:: SUPPLIED TEXT
Dry test your cut wallpaper in place just in case you have made a mistake.  Better to find out before the glue goes on.  So far, so good.

When I pasted it (I use wallpaper border adhesive) and tried to hang it, absolutely nothing went right.  Hand on heart I can't remember ever having a problem hanging paper so I have no idea why it all fell about my ears this time.  The paper sagged and stretched and immediately clung to the surface (MDF is like a sponge) even though the wood had been primed as usual.  This meant there was little or no way to move it about to adjust it.  All of that resulted in a right cod's ear round the windows and it just had to come off.  Well, yes, that would be fine if if had just come off.  It seemed to have dried instantly and would not budge.

I had to resort to actual wallpaper stripping - dampening down and scraping off.  Took ages to get back to a nice smooth surface and equally long clearing up the mess.

I was using Dolls House Emporium paper in this room so if you have any just try a test piece first to see what it does.  Probably a good idea with any paper.  This was decidedly like trying to wallpaper with blotting paper.





I gave up on any idea of papering the window wall in one piece.  There is an easier way to get a good end result and is especially forgiving with stripes.  

This wall has been papered in seven pieces.  Three floor to ceiling strips and then two strips at each window to top and tail them.  If you do have a sheet big enough to cover the whole area the joins will match perfectly.

Simply cut five strips.  Number them on the back as go you from left to right and label the top and bottom of each piece.  Strip one is the width of the space to the left of the window, strip two is the width of the window, strip three is the strip between the window etc.

Paste strip one in place.  Take strip two and cut the paper to fit above the window making sure your top line remains your top and then the remaining part of the strip is to cut up to the window making sure the bottom is still at the bottom.  If you are careful with keeping your paper in the right order and right orientation when you come to butt the pieces together it will be a perfect match because you are simply reassembling the cuts you made when turning your original rectangle into five strips.

If your windows will have curtains they will cover most of these 'seams' any way.




Finally here are the two 'doors' painted and papered.  Ready for the next stages.








On the left side I also added a couple of things.  I finished painting the the door trim around the door and then added the architrave on top.  I also popped in the glazing above the door.  The door bell was added with the bell push outside and the bell box glued to the hall wall inside.  The door locks were then finished off.  The Yale lock and dead bolt needed the their other halves (the boxes) fitted.










The box for the deadbolt was too big for the space I had and I decided chipping a little out of the architrave to squeeze it in wouldn't look right.  I discovered it almost fitted the space if it was turned on its side, I just needed to file off the bumps which represented the screws.  Necessity is certainly the mother of invention when it comes to dollhousing.
::::
— PROBLEMS —
1/ Answer these questions from the dollhouse wallpapering account:
(a) What adhesive does the writer use for pasting the paper?
(b) Into how many pieces was the window wall papered?
(c) What had to be filed off the deadbolt box so that it would fit on its side?
2/ Carry on the dollhouse wallpapering account from its last sentence.
The listing that follows was drawn from a separate source.
:: DATASET CONTENT
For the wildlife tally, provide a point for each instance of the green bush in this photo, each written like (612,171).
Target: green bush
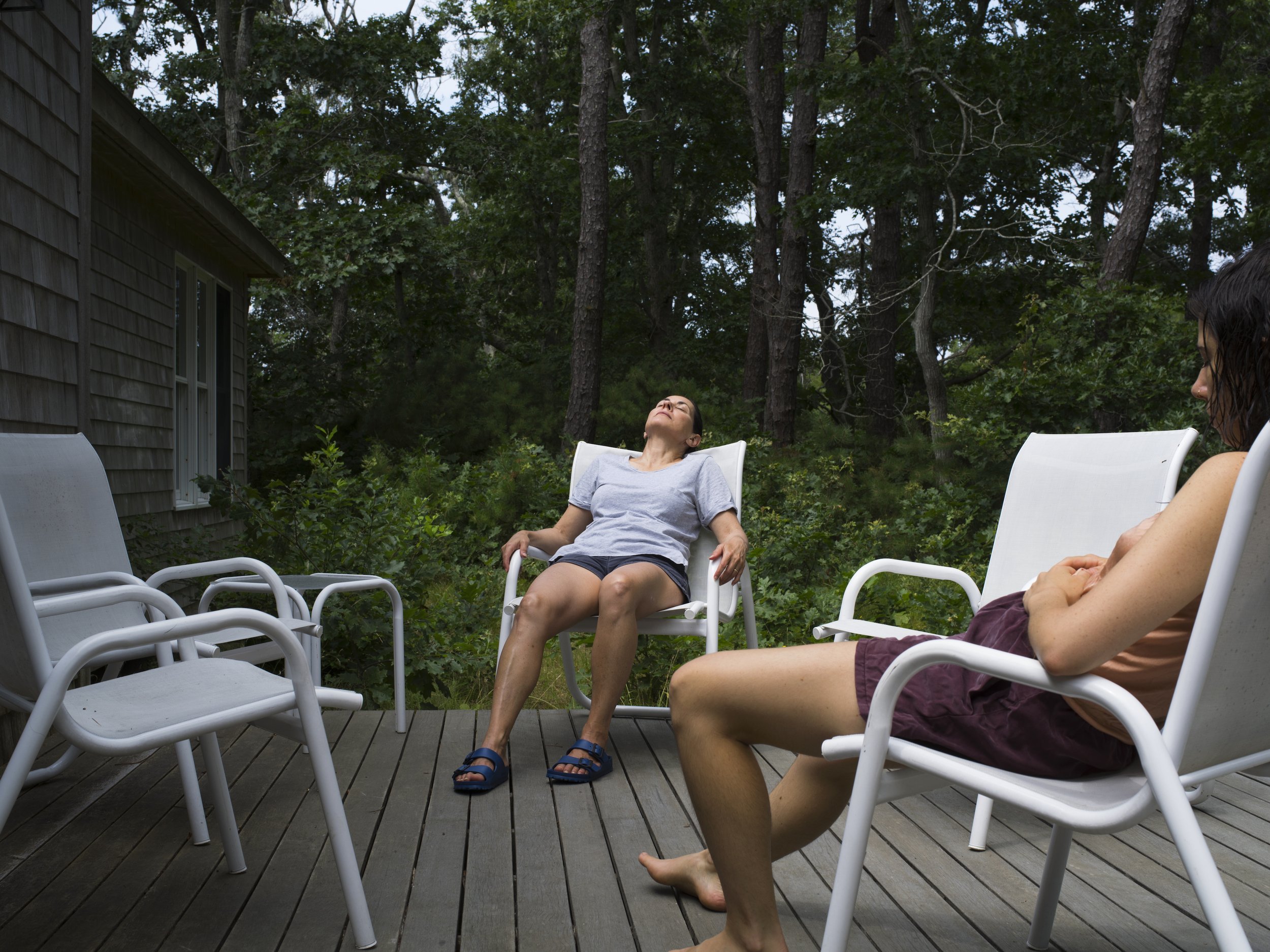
(1086,359)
::::
— WRITTEN RESPONSES —
1/
(a) Wallpaper border adhesive.
(b) Seven pieces.
(c) The bumps that represented the screws.

2/
I love a bit of remodelling




all sorted and complete

I am not able to add the dado rails in any of the rooms at this stage because, like a lot of things in RL building, one stage is often contingent on others being in place first.  The order of work now is:


  • fit lower window frames and glazing 
  • paint and fit architraves around the window
  • then the chair/dado rails can go in
  • make 5 pelmets and curtains
  • make 4 curtains and put up 4 brass poles for these
  • make and fit 7 roller blinds
  • add any wall decor such as paintings and mirrors to the fourth wall
I had every intention of also adding each room's coving and skirting boards and I have even just bought extra pieces and paint to do that.  Luckily I realised when messing around with the potential dado rails that the windows aren't in a uniform place from room to room and the ones on the upper floor were very near the bottom of the wall.  It suddenly occurred to me that there wasn't enough room for the skirting board.  It turned out to be a very snug fit and looked decidedly odd with the skirting butting up against the bottom of the windows.  So in deciding not to do those it also meant I wouldn't be doing all the other ceiling and floor trims either.  There would be no logic to all the rooms having their trims except the two and they are major ones.

Obviously I am not happy about the money I spent on trims and paint that's not needed now, but there is an upside......  I won't have to paint and fit all these .......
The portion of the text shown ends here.